Exercise instructions:
a. Rewrite the passage of the article on Brazil's intellectual elite that begins at the words "The researcher explains" and stops after "to local systems.", putting "nongovernmental organizations" wherever "NGOs" appears.
b. In the article on Brazil's intellectual elite, where is Letícia Bicalho Canêdo a professor?
c. Summarize the article on Brazil's intellectual elite in two sentences.

The intellectual elite

Study analyzes the intellectual profile of Brazil's elite

HÉLIO DE ALMEIDAWhen recently announcing future plans for education, President Lula said that “this is the century of elite learning and not only for the elite with a traditional name and surname.” This statement is impeccable, yet it does not herald anything new, because the Brazilian State has been making a major effort for a number of years to attain this in the new century. “Analyses of our work have shown that power in Brazil has become diversified, thanks to intellectual investments, which have gained autonomy in relation to the economic, social and political resources of the families of the students. It has been some time since the State created opportunities for low-income university students to take part in the international world of knowledge and to gain access to the tools that allow them to be on a par with the traditional elite,” says historian Letícia Bicalho Canêdo, a professor at the School of Education of Unicamp and a director of Focus (the Portuguese acronym for Study Group on School Institutions and Family Groups), where she coordinates the project on International Circulation and Leadership Skills for Brazilians. This is supported by FAPESP.

The project’s aim is to identify who the formulators of public policies are and how social and institutional resources were allocated to train these people to enable them to take part in negotiations in a globalized world. “We know that most of the high-level political jobs are held by people who studied abroad and at top universities. Fernando Henrique Cardoso, José Serra, and Marta Suplicy are some examples, and this attests to the fact that many members of our elite have experienced some kind of international specialization.”

The researcher explains that this study will join other studies that seek to understand the meaning of the “universal” or “globalization” project, especially as regards the establishment of “universal” action principles and modes of governments. “We want to investigate the ‘translators of this universe’, the individuals and networks that aim to make this universal project come true at intergovernmental entities, international associations, NGOs, universities and professional societies.” Thus, by circulating internationally and bringing back points of view and principles to their native countries, these individuals spread universal values and adapt them to local systems.

“The idea is to analyze both the elite that ascends the ladder by means of the ‘grand entrance’ afforded by an international education, and which, as a result, demands positions of authority, as well as all those who have a local diploma, and who therefore are allegedly being hired for second-class jobs,” she adds. The researcher believes that, on the basis of this trend, it will be possible to understand the role of the elite in the construction and modernization of the Brazilian State, on the grounds of their individual experiences. “We’re talking about competition based on real flesh and blood individuals, and not on countries. This is fundamental in this globalized era, which aims to establish modes of government with planetary pretensions, a hegemonic device that will be the center for the reproduction of a national elite from peripheral countries.” In other words, it will be possible to know how university degrees, technical knowledge, contacts, resources, prestige and legitimacy acquired abroad to build up careers in one`s native country reinforce, at the national level, the dominant position of those who can leverage the fact that they belong to international networks of the establishment (in other words, the World Bank, the International Monetary Fund etc.).

[Data lines]
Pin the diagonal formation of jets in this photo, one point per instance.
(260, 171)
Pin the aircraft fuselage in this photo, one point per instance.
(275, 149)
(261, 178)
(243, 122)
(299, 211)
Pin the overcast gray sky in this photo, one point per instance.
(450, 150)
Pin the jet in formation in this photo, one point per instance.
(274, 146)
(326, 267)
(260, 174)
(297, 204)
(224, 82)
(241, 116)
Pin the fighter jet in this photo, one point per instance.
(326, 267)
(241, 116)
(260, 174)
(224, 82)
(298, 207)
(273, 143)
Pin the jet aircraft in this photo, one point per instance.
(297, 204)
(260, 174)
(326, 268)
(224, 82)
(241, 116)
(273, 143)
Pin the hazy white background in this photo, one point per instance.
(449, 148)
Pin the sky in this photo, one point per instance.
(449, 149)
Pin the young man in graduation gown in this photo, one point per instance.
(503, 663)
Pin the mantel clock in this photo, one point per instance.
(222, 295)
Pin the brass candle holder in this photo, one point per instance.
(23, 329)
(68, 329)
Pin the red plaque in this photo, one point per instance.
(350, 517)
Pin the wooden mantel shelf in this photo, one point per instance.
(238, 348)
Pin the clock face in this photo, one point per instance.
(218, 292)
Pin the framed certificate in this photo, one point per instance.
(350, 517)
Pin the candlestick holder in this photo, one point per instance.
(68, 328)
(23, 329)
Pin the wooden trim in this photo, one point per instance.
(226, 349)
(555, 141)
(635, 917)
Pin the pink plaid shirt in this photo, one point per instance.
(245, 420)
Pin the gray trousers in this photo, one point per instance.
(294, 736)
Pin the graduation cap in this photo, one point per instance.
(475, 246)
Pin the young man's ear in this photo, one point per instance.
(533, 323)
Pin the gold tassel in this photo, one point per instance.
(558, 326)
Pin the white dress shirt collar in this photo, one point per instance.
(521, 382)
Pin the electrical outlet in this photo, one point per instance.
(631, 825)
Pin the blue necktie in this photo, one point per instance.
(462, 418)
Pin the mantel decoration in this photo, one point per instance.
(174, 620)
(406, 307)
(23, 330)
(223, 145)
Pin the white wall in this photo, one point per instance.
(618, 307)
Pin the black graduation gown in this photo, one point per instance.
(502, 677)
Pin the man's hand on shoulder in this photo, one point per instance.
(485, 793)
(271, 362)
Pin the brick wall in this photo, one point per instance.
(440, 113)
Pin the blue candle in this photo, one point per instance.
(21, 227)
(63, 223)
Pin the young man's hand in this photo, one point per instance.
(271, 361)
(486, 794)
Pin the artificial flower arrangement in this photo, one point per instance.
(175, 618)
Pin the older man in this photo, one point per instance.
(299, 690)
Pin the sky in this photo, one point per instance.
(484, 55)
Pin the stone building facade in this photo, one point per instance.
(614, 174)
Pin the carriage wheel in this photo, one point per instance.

Answers given:
a.
The researcher explains that this study will join other studies that seek to understand the meaning of the “universal” or “globalization” project, especially as regards the establishment of “universal” action principles and modes of governments. “We want to investigate the ‘translators of this universe’, the individuals and networks that aim to make this universal project come true at intergovernmental entities, international associations, nongovernmental organizations, universities and professional societies.” Thus, by circulating internationally and bringing back points of view and principles to their native countries, these individuals spread universal values and adapt them to local systems.

b. At the School of Education of Unicamp.

c. Historian Letícia Bicalho Canêdo coordinates a FAPESP-supported project that seeks to identify Brazil's formulators of public policy and how resources were allocated to train them for negotiations in a globalized world. The study will compare the elite whose international education brings them positions of authority with those holding local diplomas, to show how degrees, contacts and prestige acquired abroad reinforce the dominant position of people in international networks.